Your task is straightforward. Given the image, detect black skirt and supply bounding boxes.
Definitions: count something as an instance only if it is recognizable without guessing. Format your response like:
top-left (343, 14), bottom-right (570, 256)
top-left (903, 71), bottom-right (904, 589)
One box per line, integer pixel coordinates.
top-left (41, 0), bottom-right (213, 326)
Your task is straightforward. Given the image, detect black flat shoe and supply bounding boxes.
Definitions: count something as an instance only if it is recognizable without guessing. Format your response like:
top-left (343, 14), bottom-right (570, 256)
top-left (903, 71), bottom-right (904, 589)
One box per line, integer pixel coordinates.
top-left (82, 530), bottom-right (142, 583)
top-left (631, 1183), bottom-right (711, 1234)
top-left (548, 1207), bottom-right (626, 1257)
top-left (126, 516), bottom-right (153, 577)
^^^^^^^^
- _Exercise instructions_
Put every line of the records above into a numbered list, omitting any blank lines.

- _The solution_
1. Your task is straightforward. Given the image, detect black skirt and supply bounding boxes.
2. Definitions: count something as an instance only if it is recognizable without guessing. Format your response like:
3. top-left (343, 14), bottom-right (570, 256)
4. top-left (903, 71), bottom-right (904, 589)
5. One box per line, integer pixel coordinates.
6. top-left (41, 0), bottom-right (213, 326)
7. Your task is straightforward. Given the image, detect black flat shoe and supply bounding boxes.
8. Definitions: count something as an instance only if it is recognizable without guessing. Format your response like:
9. top-left (343, 14), bottom-right (570, 256)
10. top-left (903, 71), bottom-right (904, 589)
11. One box per line, integer pixel coordinates.
12. top-left (82, 530), bottom-right (142, 583)
13. top-left (631, 1183), bottom-right (711, 1234)
14. top-left (548, 1207), bottom-right (626, 1257)
15. top-left (126, 516), bottom-right (153, 577)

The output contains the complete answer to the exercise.